Records for the task:

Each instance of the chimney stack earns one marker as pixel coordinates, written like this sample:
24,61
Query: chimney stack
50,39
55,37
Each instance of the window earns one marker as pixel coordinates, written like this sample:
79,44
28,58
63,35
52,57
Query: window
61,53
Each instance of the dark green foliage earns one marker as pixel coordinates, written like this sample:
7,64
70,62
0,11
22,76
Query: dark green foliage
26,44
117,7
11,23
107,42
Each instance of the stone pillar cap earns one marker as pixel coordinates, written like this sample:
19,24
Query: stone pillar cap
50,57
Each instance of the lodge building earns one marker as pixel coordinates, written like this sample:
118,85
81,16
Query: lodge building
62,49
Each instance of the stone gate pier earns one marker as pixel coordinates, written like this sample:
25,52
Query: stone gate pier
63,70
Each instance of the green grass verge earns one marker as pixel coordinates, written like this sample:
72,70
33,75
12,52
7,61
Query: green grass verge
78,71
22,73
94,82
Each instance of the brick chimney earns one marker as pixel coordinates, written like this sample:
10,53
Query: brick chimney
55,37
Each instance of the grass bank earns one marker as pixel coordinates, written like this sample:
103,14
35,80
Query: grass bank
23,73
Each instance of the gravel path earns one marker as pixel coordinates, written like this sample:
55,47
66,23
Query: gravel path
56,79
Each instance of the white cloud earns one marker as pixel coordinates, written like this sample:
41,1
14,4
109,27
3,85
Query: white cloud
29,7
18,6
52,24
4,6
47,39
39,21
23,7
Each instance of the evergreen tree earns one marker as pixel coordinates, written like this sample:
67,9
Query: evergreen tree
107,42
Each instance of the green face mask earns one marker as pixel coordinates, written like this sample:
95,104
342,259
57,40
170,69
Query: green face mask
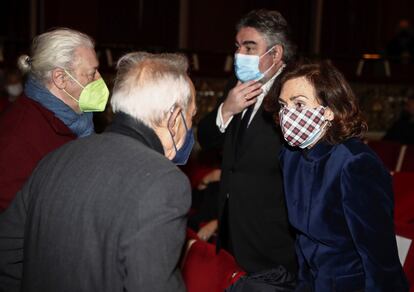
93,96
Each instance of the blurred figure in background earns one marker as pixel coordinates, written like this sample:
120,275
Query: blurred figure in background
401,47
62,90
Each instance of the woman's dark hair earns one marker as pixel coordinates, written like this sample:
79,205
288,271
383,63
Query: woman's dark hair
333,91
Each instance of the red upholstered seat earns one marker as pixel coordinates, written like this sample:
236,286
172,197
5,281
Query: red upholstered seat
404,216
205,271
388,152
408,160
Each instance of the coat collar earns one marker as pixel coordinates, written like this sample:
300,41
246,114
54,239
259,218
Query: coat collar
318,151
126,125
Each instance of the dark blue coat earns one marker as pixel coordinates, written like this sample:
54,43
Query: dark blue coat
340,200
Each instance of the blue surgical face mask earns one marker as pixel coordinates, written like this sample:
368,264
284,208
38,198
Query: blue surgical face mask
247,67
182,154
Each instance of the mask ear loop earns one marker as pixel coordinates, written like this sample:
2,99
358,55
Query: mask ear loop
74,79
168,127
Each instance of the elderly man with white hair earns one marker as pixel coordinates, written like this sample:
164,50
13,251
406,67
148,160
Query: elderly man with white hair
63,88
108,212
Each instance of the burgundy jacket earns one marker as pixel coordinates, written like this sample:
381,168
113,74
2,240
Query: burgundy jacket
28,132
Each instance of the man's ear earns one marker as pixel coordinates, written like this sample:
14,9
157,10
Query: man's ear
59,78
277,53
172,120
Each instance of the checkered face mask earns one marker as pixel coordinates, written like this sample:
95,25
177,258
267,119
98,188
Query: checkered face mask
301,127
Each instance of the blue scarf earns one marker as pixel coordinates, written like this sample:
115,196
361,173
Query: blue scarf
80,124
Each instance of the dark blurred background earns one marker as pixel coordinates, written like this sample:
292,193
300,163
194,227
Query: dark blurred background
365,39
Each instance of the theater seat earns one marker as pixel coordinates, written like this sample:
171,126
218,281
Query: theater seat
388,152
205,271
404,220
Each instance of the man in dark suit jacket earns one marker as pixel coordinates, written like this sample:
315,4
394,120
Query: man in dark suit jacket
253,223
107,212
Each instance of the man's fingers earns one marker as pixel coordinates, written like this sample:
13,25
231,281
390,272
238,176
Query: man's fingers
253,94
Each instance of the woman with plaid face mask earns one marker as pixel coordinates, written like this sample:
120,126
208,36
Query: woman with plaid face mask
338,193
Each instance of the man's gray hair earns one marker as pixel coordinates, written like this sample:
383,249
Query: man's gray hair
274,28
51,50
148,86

Exercise description:
Leave out the pictures and print every line of the data exactly.

Response:
Each instance of the chimney stack earns one marker as pixel coordinates, written like this sample:
24,61
Query: chimney stack
50,39
55,37
Each instance of the window earns one marker as pixel coordinates, written like this sample:
79,44
28,58
63,35
52,57
Query: window
61,53
Each instance of the dark green foliage earns one marker as pixel coordinates, written like this sample:
7,64
70,62
0,11
22,76
Query: dark green foliage
26,44
117,7
11,23
107,42
Each instance of the stone pillar cap earns one marker as pixel coordinates, written like this sample:
19,24
Query: stone pillar cap
50,57
Each instance of the lodge building earns one marker as pixel coordinates, written like this sample:
118,85
81,16
Query: lodge building
62,49
Each instance of the stone gate pier earns one marker as pixel coordinates, written like this sample:
25,52
Query: stone gate pier
63,70
Each instance of the green grass verge earns one marker as pixel coordinates, written like this sample:
72,70
33,75
12,52
7,61
Query: green grass verge
78,71
22,73
94,82
Each instance of the brick chimney earns one marker as pixel coordinates, written like this sample:
10,53
Query: brick chimney
55,37
Each instance of the grass bank earns one marker as pixel coordinates, written like this sample:
103,14
35,80
Query: grass bank
23,73
Each instance of the gravel path earns one marker as pixel coordinates, written like this sample:
55,47
66,23
Query: gravel path
56,79
Each instance of the white cloud earns one marker as pixel coordinates, written like this sample:
41,1
14,4
109,27
3,85
Query: white cloud
29,7
18,6
52,24
4,6
47,39
39,21
23,7
Each instance of the evergreen tree earns one marker as pixel coordinates, written like this sample:
67,9
Query: evergreen tree
107,42
Each instance of the green face mask earns one marker as pixel coordinates, written like this sample:
95,104
342,259
57,40
170,69
Query: green face mask
93,96
Each instance of the blurred figure in background earns one marker as pixel coordinates, written like this sample:
120,275
Query: blurred figure in background
401,47
62,90
Each instance of the woman's dark hair earns one marker as pixel coordinates, written like this sample:
79,205
288,271
383,63
Query: woman's dark hair
333,91
Each instance of the red upholstered seat earns one marker as pixel coordinates, written like this sample:
236,286
172,197
5,281
Query: red upholstered seat
404,216
205,271
388,152
408,160
Each instance of the coat collar earns one marker as pixel coordinates, written like this sample:
300,41
246,114
54,239
259,218
Query: coat collar
318,151
126,125
Each instance of the dark blue coat earns one marker as pixel coordinates, written like this sample:
54,43
Query: dark blue coat
340,200
Each instance of the blue surgical face mask earns one marker as pixel coordinates, written like this sample:
368,264
284,208
38,198
Query: blue surgical face mask
247,67
182,154
Each instance of the mask ear loop earns one marker as pixel coordinates, written like this sample:
2,99
358,55
Query: mask ear loop
74,79
168,127
Each instance of the elderly man with white hair earns one marker as pixel coordinates, written like this sample:
164,50
13,251
406,67
148,160
Query: elderly man with white hair
63,88
108,212
Each instance of the burgundy jacket earns one marker as pixel coordinates, written like this sample:
381,168
113,74
2,240
Query: burgundy jacket
28,132
Each instance of the man's ear earns one marker as pixel coordinates, written like this sample:
14,9
157,10
Query: man's ear
59,78
277,53
172,120
Each instance of the checkered face mask earns one marker as pixel coordinates, written like this sample:
95,25
177,258
267,119
98,188
Query: checkered face mask
301,127
Each instance of the blue scarf earns one marker as pixel coordinates, written like this sample:
115,196
361,173
Query: blue scarf
80,124
Each instance of the dark blurred background earns one marker as pixel coordinates, written like this sample:
292,193
300,163
194,227
Query: dark blurred background
365,39
Each instance of the theater seat earns one marker as pixel coordinates, written like this sample:
171,126
218,281
Query: theater seat
388,152
205,271
404,220
Each instance of the man in dark suit jacket earns one marker as pixel coordinates, written like this sample:
315,4
394,120
Query: man in dark suit jacket
253,223
107,212
Each instance of the man's fingers earns one marker as pixel coordinates, written like this sample:
13,25
231,281
390,272
238,176
Query: man's fingers
253,94
Each instance of the woman with plaid face mask earns one marker as pixel coordinates, written like this sample:
120,126
208,36
Query: woman with plaid face mask
338,193
Each instance of the man's gray hair earns one marker as pixel coordinates, written like this sample:
383,249
Query: man's gray hair
274,28
51,50
148,86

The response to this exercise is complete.